Task requirements:
a – Summarize the Hadoop thread on native libraries in two sentences.
b – Proceed with the Hadoop thread on native libraries from the point where it stops.

Text extract:
On Feb 10, 2009, at 11:06 AM, Mimi Sun wrote:
Hi,
I'm new to Hadoop and I'm wondering what the recommended method is
for using native libraries in mapred jobs.
I've tried the following separately:
1. set LD_LIBRARY_PATH in .bashrc
2. set LD_LIBRARY_PATH and JAVA_LIBRARY_PATH in hadoop-env.sh
3. set -Djava.library.path=... for mapred.child.java.opts
For what you are trying (i.e. given that the JNI libs are present on
all machines at a constant path) setting -Djava.library.path for the
child task via mapred.child.java.opts should work. What are you seeing?
Arun
4. change bin/hadoop to include $LD_LIBRARY_PATH in addition to the
path it generates: HADOOP_OPTS="$HADOOP_OPTS -Djava.library.path=
$LD_LIBRARY_PATH:$JAVA_LIBRARY_PATH"

Rows:
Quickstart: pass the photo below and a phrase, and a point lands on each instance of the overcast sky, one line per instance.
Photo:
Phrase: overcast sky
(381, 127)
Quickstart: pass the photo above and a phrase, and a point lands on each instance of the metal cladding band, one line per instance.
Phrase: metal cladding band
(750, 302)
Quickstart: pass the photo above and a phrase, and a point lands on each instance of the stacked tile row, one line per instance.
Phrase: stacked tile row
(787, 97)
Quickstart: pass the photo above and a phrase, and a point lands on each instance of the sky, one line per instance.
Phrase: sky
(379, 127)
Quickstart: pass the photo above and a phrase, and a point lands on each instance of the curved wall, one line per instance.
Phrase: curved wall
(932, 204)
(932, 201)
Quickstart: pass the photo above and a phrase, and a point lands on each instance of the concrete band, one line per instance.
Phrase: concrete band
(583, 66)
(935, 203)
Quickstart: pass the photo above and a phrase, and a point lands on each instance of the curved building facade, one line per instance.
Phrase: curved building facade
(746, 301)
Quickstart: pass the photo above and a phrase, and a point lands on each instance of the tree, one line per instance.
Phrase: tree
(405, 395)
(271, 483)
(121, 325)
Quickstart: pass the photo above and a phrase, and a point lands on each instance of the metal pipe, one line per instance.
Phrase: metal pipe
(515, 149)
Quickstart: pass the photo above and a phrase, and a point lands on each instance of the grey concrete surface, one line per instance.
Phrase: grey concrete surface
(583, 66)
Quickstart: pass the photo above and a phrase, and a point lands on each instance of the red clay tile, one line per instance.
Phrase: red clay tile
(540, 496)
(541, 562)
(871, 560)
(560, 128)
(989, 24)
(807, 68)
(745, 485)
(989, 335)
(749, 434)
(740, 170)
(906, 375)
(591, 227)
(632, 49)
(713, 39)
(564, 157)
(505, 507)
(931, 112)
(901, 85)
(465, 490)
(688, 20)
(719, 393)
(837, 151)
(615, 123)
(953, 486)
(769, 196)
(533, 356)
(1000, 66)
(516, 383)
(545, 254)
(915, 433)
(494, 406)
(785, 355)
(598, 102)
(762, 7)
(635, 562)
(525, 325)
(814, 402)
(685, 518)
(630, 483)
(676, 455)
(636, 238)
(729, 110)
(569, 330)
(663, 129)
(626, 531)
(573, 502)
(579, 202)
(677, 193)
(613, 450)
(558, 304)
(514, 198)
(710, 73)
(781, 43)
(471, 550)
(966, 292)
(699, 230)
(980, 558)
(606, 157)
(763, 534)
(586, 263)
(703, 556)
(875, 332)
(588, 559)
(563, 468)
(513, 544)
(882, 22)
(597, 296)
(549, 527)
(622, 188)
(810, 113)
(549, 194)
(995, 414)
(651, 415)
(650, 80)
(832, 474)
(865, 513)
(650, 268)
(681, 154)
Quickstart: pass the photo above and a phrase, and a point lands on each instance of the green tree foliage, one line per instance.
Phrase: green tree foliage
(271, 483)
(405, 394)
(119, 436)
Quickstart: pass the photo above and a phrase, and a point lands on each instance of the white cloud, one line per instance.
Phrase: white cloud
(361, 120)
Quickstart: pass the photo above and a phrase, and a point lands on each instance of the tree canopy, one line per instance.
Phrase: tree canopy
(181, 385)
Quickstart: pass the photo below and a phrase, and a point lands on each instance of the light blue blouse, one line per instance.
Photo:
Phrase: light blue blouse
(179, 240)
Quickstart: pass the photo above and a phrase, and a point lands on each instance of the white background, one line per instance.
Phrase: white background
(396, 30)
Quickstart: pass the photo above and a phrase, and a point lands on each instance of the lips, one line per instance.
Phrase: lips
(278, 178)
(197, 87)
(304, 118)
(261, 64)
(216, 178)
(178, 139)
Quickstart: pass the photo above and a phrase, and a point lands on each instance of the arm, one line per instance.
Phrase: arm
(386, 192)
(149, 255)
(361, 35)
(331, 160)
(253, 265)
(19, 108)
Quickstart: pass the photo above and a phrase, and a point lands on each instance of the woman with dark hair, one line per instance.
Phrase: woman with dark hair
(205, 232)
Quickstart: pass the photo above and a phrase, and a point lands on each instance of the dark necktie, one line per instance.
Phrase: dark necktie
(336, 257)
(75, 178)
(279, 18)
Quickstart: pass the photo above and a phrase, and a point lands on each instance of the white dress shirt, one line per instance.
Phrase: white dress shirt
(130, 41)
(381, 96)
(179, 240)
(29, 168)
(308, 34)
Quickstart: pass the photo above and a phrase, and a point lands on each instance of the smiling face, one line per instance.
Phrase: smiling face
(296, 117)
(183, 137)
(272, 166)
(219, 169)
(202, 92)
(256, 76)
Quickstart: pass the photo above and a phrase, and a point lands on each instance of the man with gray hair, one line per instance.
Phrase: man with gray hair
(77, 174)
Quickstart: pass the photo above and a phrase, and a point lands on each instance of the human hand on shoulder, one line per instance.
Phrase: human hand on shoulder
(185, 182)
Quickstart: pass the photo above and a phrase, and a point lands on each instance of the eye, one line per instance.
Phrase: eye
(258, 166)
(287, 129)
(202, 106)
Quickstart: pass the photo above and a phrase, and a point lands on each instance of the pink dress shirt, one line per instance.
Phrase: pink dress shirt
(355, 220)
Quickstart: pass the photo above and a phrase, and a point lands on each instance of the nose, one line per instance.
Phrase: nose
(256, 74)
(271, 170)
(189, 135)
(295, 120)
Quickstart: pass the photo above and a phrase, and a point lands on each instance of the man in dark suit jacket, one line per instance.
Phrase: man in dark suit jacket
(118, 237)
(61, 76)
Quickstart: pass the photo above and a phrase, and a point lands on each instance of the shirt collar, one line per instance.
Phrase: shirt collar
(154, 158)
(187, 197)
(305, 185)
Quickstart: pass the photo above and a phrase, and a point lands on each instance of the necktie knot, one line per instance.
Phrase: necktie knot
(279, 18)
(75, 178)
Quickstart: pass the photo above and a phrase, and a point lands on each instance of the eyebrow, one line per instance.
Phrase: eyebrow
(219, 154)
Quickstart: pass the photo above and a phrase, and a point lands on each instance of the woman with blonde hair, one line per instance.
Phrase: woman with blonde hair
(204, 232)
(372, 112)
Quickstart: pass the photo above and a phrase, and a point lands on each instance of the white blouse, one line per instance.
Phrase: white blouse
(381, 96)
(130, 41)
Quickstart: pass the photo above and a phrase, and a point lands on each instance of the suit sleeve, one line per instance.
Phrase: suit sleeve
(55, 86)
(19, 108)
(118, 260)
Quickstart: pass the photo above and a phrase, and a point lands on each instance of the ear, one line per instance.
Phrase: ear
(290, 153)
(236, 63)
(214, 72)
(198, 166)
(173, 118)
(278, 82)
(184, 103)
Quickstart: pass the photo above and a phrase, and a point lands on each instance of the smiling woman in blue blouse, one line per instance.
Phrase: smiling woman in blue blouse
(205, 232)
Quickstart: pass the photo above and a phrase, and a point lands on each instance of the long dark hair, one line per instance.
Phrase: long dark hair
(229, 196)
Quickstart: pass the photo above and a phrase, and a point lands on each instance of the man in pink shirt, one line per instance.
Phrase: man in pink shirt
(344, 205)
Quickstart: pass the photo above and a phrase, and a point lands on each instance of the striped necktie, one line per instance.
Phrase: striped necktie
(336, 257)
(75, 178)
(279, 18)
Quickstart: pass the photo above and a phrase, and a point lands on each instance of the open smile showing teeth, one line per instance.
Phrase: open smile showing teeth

Answers for the exercise:
a – Mimi Sun, who is new to Hadoop, asks for the recommended way to use native libraries in mapred jobs and lists the approaches already tried: setting LD_LIBRARY_PATH in .bashrc, setting LD_LIBRARY_PATH and JAVA_LIBRARY_PATH in hadoop-env.sh, setting -Djava.library.path in mapred.child.java.opts, and changing bin/hadoop to add those paths to HADOOP_OPTS. Arun replies that, with the JNI libraries present at a constant path on all machines, setting -Djava.library.path for the child task through mapred.child.java.opts should work, and asks what Mimi is seeing.

b –
5. drop the .so files I need into hadoop/lib/native/...
1~3 didn't work, 4 and 5 did but seem to be hacks. I also read that
I can do this using DistributedCache, but that seems to be extra
work for loading libraries that are already present on each machine.
(I'm using the JNI libs for berkeley db).
It seems that there should be a way to configure java.library.path
for the mapred jobs. Perhaps bin/hadoop should make use of
LD_LIBRARY_PATH?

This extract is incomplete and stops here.